• [What this task involves]: Scan the lines below for the word "single". Copy each line you find it in.
>>>>>
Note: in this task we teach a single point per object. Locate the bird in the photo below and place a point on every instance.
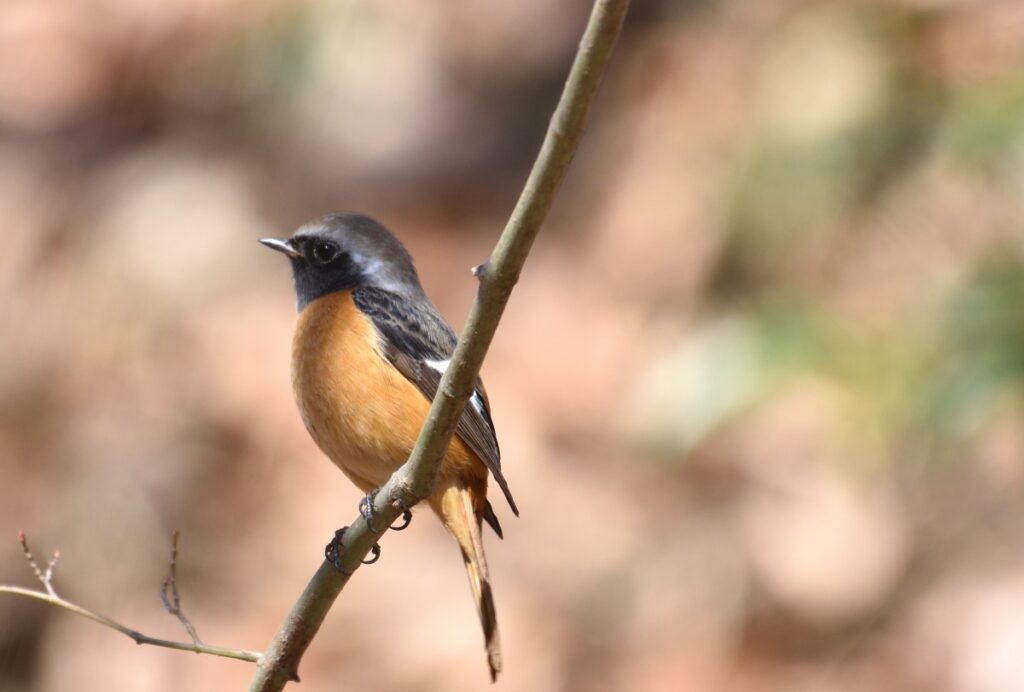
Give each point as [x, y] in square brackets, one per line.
[368, 354]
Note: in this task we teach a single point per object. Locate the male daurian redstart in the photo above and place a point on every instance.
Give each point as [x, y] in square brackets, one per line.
[369, 352]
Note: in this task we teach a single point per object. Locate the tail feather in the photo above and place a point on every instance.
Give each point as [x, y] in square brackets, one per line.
[460, 517]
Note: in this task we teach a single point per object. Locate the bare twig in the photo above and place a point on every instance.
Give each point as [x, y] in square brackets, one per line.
[50, 596]
[47, 576]
[497, 276]
[173, 603]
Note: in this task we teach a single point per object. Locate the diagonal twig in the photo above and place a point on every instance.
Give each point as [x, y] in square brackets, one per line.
[173, 602]
[498, 275]
[50, 596]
<<<<<
• [Finished exercise]:
Note: in this task we teach a single point per object. Locate the bird in the photo below and place a point on every instance.
Note: in this task we teach a single point per object. Locate the male daurian redstart in the photo above and place a point on every instance.
Note: in this task we teach a single point per object. Locate the tail feather in the photo above and place a point on every instance.
Note: in this task we teach a single point per object. Locate the bare twig in the photo above and place a point on every instance.
Note: in this task we teach a single point per object. Locate the diagonal twig in the photo above and place a point on every instance.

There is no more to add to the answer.